§ QUOTED TEXT:

┏━━

Stories are funny things. Character, setting, and plot get all twisted together to create something magical, capable of transporting the reader out of the present and into some fictional place of curious make-believe. It’s a fickle process, too. Books that shouldn’t work can sometimes turn out to be biggest craze of the season. Other times, an author can do everything right–taking due care with the plot, the characters, the setting–only for it to fall apart when brought together.
When the art of storytelling takes on a mystique of its own, the process just as magical and curious as the product itself, it is perhaps no wonder that some might wish to make a case study out of it. From those case studies, we get the likes of Cloud Atlas (David Mitchell), Starless Sea (Erin Morgenstern), and If on a Winter’s Night a Traveler (Italo Calvino), the last of which was the spark for this idea.
In this post, we’ll discuss the structural format of the above books. We’ll consider what conclusions can be reached about storytelling as a result of the abnormal format, and what these conclusions might tell us about the art of storytelling even for books that are told in their more traditional, straightforward form. Warning: spoilers abound. If you’re not planning on reading these books, or if you have already, you should be fine, but I will be discussing overall themes, and that will include at least a few major spoilers.

Book Overviews
Starless Sea follows Zachary Rawlins, who stumbles across a book of short stories and is surprised to find that one of them is about a scene of his own life, on that no one else could possibly know about. This leads him on a quest to the Starless Sea, a fantastical place full of magic and mystery, pirates and star-crossed lovers… the place in which all stories come from. The book is divided into six parts, and in addition to the overall narrative, each part offers snippets of a fictional book of stories, many of which seem to be of a fantastical nature until later on in the story, where their relevance is revealed.
In a similar vein, If on a Winter’s Night a Traveler involves a Reader who opens up a new book only to find that, halfway through, the story ends abruptly. From there, the Reader finds himself on a bizarre quest that keeps leading him to half-finished manuscripts rather than the finished ends to the books he started reading before. The book is divided into twelve chapters and ten short stories, the latter of which are the half-finished manuscripts that the Reader gets his hands on.
Then, finally, Cloud Atlas: considering the way that lives can be connected to one another, it is broken up into eleven parts, six stories that are sandwiched together. There is the journal of Adam Ewing from the 1800s (roughly), letters written by Robert Frobisher in 1931, a fictionalized murder mystery written by Luisa Rey from 1975, a comical recounting of Timothy Cavendish’s adventures in 2012, an interview with an errant “fabricant” by the name of Sonmi-451 in 2044, and, finally, an orated recounting by Zachry of his own adventures in what was dubbed “106 post fall.” After Zachry’s story is concluded, the first halves of the previous stories unfold in reverse order, connecting them all.

┗━━

§ YOUR TASK: Write the next part of the post on story structure, picking up right after its overview of Cloud Atlas. The lines that come next are separate material.

§ DATA EXCERPT:
┏━━

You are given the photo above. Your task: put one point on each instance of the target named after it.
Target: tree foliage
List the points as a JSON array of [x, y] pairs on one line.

┗━━

§ ANSWER FOR THE TASK:
What is a Story? The Novel Experience As Told Through If On A Winter’s Night a Traveler
The plot of Calvino’s novel unfolds thusly: after returning to the bookstore to get the complete copy of his novel, the Reader meets the Other Reader, Ludmilla, and also learns that there’s been a printing error, a mixing up of authors. By chasing down the supposedly correct author, the Reader finds himself presented with yet another half-finished manuscript. Following these breadcrumbs, the Reader meets a professor who translates half of the wrong manuscript, then a study group who only has access to a small chunk of another wrong manuscript. Eventually, the Reader is introduced to the plot of the nefarious translator, Ermes Marana, who made it his personal goal to destroy any books Ludmilla might get her hands on after being spurned by her.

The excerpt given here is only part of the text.